YOUR TASK >> Starting at the line that holds "Does the image above contain any village" and stopping at the line that holds "Does the image above contain any forested", restate the records below word for word, with both of those lines included.

SOURCE RECORDS >>
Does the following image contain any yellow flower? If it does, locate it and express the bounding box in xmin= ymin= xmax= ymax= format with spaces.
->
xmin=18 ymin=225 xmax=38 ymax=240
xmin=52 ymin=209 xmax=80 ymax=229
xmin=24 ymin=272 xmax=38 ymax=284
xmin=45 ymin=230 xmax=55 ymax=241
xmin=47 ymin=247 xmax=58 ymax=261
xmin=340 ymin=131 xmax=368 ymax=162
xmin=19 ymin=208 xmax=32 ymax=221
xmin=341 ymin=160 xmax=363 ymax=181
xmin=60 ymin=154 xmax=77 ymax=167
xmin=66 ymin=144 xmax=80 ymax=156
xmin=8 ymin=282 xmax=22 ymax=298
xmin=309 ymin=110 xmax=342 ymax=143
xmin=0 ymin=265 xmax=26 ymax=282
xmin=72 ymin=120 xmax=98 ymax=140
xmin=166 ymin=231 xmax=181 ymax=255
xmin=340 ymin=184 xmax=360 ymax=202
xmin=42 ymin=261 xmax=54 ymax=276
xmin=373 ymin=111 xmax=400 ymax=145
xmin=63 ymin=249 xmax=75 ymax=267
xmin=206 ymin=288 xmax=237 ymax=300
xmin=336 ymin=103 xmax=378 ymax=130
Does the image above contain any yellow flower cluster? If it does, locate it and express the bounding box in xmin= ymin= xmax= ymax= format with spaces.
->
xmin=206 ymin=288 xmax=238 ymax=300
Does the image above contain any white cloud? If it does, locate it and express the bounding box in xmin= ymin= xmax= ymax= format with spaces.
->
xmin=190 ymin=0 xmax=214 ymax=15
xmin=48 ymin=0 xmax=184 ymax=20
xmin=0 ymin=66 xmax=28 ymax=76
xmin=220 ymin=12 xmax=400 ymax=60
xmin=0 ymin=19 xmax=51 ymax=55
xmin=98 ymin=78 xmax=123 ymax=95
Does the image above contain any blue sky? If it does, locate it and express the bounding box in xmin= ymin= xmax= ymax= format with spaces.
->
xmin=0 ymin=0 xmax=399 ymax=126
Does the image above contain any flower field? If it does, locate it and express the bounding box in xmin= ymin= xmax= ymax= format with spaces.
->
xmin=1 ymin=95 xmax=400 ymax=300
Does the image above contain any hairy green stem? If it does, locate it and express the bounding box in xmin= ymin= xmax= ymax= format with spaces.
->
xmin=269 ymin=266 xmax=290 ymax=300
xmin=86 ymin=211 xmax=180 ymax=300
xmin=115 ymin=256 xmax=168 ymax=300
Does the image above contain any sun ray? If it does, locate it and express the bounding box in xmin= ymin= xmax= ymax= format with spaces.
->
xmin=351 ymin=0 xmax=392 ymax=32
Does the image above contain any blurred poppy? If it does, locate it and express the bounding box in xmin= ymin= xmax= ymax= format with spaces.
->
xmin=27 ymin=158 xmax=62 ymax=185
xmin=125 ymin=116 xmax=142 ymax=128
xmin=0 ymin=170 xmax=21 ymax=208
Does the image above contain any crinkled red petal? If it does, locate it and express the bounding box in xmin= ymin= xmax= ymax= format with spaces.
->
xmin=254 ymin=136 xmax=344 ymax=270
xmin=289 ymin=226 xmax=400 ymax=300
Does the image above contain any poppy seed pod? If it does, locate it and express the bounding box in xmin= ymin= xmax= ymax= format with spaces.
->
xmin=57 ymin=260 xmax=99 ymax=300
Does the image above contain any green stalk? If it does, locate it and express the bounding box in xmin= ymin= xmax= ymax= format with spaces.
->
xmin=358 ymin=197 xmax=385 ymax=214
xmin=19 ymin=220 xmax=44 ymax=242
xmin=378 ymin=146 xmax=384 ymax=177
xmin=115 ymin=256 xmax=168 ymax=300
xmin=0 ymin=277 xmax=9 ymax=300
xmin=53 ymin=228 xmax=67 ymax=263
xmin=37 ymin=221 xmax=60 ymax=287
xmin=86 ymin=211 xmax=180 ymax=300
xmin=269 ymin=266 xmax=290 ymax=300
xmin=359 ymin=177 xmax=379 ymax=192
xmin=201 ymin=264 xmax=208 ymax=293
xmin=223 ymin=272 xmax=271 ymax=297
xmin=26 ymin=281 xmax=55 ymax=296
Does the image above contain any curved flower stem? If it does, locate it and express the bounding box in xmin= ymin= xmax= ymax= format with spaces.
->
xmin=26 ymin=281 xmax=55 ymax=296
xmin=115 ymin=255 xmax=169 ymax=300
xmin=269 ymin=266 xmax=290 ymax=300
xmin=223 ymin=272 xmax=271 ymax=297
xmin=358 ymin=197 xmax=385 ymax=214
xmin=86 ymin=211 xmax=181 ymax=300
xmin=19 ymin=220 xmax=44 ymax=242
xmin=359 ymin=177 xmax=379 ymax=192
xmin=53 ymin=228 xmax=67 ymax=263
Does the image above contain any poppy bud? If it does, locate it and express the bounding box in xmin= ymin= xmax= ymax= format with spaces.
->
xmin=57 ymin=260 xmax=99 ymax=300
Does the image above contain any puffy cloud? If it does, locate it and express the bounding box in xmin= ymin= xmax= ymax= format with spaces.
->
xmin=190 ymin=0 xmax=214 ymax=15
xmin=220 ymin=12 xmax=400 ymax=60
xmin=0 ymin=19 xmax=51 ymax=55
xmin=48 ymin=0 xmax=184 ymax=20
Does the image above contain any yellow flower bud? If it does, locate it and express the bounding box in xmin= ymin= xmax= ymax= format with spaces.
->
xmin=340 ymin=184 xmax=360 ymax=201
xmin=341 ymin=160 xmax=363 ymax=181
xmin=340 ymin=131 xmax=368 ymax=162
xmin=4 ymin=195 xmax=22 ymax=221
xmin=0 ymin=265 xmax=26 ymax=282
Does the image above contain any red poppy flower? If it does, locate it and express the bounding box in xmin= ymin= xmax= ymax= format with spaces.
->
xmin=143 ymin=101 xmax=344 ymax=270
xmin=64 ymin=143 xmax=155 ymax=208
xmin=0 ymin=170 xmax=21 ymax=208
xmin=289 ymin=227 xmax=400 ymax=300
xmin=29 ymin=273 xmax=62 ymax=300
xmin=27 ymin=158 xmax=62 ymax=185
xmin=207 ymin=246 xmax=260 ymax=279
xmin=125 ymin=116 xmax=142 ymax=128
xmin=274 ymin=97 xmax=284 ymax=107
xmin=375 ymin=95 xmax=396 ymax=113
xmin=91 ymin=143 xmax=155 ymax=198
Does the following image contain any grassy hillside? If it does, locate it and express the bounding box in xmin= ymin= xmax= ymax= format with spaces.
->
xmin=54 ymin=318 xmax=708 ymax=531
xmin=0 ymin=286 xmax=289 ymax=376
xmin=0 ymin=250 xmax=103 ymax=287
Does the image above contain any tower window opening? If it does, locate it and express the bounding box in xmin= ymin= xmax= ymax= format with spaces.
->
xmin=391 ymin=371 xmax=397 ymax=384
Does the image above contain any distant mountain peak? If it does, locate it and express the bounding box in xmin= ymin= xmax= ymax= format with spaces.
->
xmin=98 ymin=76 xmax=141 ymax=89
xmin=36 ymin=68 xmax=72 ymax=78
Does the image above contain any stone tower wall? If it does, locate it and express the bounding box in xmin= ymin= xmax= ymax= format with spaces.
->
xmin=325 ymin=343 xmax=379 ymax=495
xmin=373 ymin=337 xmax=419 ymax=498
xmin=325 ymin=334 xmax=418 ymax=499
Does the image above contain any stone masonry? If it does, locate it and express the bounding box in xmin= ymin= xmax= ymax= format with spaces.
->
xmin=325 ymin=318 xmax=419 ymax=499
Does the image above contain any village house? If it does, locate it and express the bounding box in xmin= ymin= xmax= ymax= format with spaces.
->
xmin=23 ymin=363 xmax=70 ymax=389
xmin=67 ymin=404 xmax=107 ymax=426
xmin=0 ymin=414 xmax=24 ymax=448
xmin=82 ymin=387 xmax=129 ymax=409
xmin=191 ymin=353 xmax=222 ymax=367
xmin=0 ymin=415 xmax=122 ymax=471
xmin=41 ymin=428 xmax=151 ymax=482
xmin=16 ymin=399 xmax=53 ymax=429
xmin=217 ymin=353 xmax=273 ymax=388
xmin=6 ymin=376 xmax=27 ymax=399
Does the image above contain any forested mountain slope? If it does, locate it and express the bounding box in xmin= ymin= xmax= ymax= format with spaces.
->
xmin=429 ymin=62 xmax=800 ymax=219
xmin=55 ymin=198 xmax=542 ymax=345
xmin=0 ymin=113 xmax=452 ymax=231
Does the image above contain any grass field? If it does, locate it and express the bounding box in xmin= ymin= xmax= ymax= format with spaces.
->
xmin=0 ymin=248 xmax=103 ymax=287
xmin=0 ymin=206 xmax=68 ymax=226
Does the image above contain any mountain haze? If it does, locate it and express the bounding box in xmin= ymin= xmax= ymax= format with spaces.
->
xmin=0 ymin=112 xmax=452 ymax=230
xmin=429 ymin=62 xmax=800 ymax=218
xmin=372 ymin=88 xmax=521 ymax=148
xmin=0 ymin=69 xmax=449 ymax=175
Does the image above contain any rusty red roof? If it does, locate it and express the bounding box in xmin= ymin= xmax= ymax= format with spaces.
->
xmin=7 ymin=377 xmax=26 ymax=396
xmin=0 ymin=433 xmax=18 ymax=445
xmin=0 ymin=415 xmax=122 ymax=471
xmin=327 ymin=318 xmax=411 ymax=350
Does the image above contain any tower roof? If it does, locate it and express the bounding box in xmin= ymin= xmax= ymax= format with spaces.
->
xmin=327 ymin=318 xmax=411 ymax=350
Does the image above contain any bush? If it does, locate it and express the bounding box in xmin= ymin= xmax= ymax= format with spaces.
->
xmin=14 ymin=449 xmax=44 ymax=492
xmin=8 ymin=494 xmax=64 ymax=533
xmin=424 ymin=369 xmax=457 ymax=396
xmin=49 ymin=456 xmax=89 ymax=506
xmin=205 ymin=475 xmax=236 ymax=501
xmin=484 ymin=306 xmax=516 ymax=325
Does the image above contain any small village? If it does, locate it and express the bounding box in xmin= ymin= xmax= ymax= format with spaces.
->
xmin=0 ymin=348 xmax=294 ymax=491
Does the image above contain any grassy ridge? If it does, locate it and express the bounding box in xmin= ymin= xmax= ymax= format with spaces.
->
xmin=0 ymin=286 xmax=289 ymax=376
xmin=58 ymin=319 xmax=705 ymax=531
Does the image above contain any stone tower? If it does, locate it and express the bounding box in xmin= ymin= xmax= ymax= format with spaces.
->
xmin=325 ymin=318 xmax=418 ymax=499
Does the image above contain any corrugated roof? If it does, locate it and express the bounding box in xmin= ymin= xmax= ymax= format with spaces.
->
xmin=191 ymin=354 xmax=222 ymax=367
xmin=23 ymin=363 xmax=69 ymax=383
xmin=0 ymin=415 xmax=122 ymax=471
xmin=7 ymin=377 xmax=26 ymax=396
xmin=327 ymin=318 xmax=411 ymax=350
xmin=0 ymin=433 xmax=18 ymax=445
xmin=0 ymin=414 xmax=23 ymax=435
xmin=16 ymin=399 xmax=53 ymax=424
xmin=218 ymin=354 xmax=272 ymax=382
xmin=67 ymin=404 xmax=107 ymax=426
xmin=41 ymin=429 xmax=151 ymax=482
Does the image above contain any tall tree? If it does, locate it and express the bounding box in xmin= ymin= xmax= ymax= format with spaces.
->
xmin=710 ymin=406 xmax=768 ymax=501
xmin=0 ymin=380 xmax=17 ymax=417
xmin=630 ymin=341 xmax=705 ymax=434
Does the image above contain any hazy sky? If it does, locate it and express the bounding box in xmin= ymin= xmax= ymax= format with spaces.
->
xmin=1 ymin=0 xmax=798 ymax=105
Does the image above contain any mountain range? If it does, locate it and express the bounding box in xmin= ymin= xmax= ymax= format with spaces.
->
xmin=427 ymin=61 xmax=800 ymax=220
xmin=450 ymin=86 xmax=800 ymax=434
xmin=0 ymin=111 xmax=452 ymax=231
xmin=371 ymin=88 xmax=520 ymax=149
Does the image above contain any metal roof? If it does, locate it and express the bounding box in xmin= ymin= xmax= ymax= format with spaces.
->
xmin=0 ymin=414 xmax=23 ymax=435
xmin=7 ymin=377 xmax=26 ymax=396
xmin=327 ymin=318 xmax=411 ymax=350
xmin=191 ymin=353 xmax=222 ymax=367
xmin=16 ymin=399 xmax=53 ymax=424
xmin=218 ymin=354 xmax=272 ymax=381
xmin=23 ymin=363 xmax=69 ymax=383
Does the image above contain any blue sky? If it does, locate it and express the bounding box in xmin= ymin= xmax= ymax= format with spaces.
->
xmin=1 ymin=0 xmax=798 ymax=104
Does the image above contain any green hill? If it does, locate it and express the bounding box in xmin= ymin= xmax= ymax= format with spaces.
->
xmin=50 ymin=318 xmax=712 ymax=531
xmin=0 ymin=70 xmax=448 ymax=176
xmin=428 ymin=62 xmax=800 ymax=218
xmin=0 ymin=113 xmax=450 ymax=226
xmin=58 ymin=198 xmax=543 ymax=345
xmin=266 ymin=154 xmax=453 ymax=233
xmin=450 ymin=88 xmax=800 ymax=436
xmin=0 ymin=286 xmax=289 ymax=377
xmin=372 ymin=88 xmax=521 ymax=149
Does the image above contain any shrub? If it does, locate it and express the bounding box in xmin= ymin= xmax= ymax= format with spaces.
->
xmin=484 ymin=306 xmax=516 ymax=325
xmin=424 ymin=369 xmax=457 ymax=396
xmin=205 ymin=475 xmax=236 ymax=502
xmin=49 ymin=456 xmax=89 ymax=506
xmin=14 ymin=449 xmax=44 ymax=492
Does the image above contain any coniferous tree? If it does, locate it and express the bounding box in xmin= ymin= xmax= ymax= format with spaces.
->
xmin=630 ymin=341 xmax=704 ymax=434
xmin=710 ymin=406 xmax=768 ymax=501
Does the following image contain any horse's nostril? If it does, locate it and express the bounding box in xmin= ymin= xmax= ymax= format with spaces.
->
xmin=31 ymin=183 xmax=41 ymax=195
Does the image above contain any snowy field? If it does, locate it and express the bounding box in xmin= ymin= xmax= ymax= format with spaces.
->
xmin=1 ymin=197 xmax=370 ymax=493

SOLUTION BELOW >>
Does the image above contain any village house? If it does, locate it and express the bounding box in xmin= ymin= xmax= ymax= format with spaces.
->
xmin=23 ymin=363 xmax=70 ymax=389
xmin=67 ymin=404 xmax=107 ymax=426
xmin=0 ymin=414 xmax=24 ymax=448
xmin=82 ymin=387 xmax=129 ymax=409
xmin=191 ymin=353 xmax=222 ymax=367
xmin=0 ymin=415 xmax=122 ymax=471
xmin=41 ymin=428 xmax=151 ymax=482
xmin=16 ymin=399 xmax=53 ymax=429
xmin=217 ymin=353 xmax=273 ymax=388
xmin=6 ymin=376 xmax=27 ymax=399
Does the image above contain any forested mountain slope? If it does, locate it and express the bounding box in xmin= ymin= xmax= ymax= format with spaces.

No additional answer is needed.